• **DESCRIPTION OF THE TASK**:
Only lines holding the word "coordinates" are wanted from the records; copy all of them.

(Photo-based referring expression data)

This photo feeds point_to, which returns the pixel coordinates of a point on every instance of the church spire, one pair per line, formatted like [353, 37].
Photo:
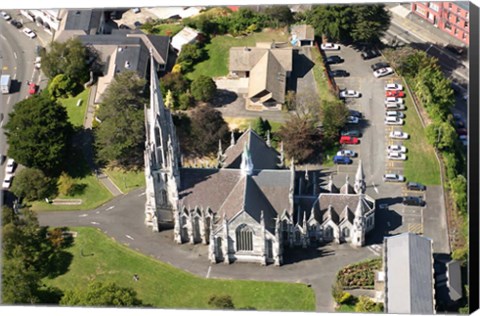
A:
[247, 164]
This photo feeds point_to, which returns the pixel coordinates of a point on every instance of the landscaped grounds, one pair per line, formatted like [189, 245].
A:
[97, 257]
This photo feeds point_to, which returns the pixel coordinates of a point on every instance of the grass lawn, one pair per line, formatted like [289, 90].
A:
[76, 113]
[421, 164]
[126, 180]
[163, 286]
[93, 195]
[218, 50]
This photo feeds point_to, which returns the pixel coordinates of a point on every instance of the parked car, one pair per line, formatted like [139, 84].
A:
[330, 46]
[393, 120]
[10, 167]
[346, 152]
[413, 201]
[397, 148]
[349, 94]
[393, 155]
[343, 160]
[394, 94]
[415, 186]
[7, 181]
[382, 72]
[355, 113]
[393, 177]
[5, 15]
[393, 100]
[348, 140]
[334, 59]
[16, 23]
[369, 54]
[395, 114]
[394, 106]
[379, 65]
[352, 120]
[394, 87]
[339, 73]
[29, 32]
[353, 133]
[398, 135]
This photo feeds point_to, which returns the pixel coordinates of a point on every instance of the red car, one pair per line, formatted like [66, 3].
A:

• **TASK ANSWER**:
This photo feeds point_to, which returns the pixel coordinates of a point on every instance of the church spire, one pair per line, formatted like [353, 37].
This photo feeds point_to, which returns the pixel coordinates of a point on every instance of the landscaped grounds, one pair per line, formatted like [189, 245].
This photo feeds point_to, which returns the pixel coordinates of a point on every instance of the grass lawn, one pair per line, formatted like [289, 90].
This photo feeds point_to, which returns the pixel coordinates of a point on every instance of the parked car, one pair per line, formatted like [139, 84].
This photo feeds point_to, which returns the pixel coordinates of a point on every instance of the red car, one pair per line, formatted like [66, 3].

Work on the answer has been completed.